Your instructions ▸ Return the data verbatim, without pictures.

Data to examine ▸
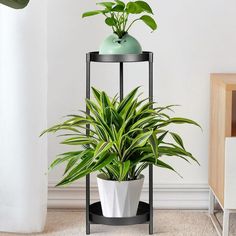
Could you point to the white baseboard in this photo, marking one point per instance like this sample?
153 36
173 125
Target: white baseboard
165 196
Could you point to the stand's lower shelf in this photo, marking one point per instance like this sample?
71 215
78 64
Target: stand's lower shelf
96 217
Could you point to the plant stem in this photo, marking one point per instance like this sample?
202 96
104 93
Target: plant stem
132 24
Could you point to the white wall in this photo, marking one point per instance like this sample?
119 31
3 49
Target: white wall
194 39
23 103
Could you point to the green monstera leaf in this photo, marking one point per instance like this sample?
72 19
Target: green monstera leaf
17 4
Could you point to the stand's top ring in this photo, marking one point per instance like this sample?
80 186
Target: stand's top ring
96 57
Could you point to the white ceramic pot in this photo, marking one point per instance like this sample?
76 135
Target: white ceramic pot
119 199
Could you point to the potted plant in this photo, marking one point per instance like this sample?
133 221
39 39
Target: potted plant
124 138
117 16
17 4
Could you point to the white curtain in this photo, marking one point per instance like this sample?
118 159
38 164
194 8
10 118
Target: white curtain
23 90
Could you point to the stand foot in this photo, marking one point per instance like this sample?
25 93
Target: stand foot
226 223
211 202
222 230
150 228
87 228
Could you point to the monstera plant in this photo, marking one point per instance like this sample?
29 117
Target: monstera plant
17 4
121 17
120 140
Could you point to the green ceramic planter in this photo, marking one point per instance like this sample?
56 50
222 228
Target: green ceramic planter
114 45
17 4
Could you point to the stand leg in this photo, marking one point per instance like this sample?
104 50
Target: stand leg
87 133
150 166
226 223
121 81
211 202
151 198
87 204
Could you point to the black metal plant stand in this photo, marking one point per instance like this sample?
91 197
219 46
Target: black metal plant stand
145 210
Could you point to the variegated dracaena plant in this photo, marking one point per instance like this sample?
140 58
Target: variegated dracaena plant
119 139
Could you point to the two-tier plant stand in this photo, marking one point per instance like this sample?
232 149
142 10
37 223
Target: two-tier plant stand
145 210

Task output ▸
Could you point to the white baseboard in this photo, marking one point per instance like this sample?
153 36
173 125
Target: white baseboard
165 196
Could you point to the stand's lower shelf in this photo, marking one point per instance like this sample?
71 215
78 64
Target: stand's lower shelf
96 217
Could you point to the plant stem in this photo, marking one point per instance like this sample?
202 96
104 93
Target: plant stem
132 24
Could you point to the white wall in this photo, marking one point per instance like this sample?
119 31
3 49
Target: white wall
194 39
23 103
Could you point to the green monstera leaf in this photo, marking one point per instance like this sample?
72 19
Target: green monstera leaf
17 4
Could you point to the stand's top ring in this photo, marking one point per instance like this sample?
80 186
Target: stand's top ring
96 57
Could you point to the white ceramic pot in this photo, marking one point per instance like this sample?
76 135
Target: white ceramic pot
119 199
Could you point to the potted plant in this photo, marking one point per instance like this sample?
133 221
39 39
Target: potted plant
124 138
117 16
17 4
Could you point to the white curtain in this photo, marking one point per instance like this sample?
118 159
38 164
194 8
10 118
Target: white curtain
23 90
Could you point to the stand foot in this photo, marking one point per instance like this sample?
25 93
Target: stand foot
226 223
211 202
222 230
150 228
87 228
Could you point to the monstera plant in this photo, marking one point per instance like this sample?
29 117
Target: monstera plant
17 4
121 17
120 140
Could you point to the green ceramic planter in this photo, marking one point per instance like this sample?
56 50
222 228
Target: green ceramic planter
114 45
17 4
Could you point to the stand leg in this photo, marking one point per instance like this sample?
104 50
Target: stand leg
87 133
150 166
226 223
121 81
211 202
151 198
87 204
Could you point to the black metal plant stand in this photo, marking one point per instance like this sample?
91 197
219 46
Target: black metal plant stand
145 210
Could you point to the variegated dracaena plant in this photo, marking one point per instance like this sample?
140 58
Target: variegated dracaena plant
119 139
Could you point to the two-tier plant stand in this photo, marking one point per instance like this sample?
232 149
142 10
37 223
Target: two-tier plant stand
145 210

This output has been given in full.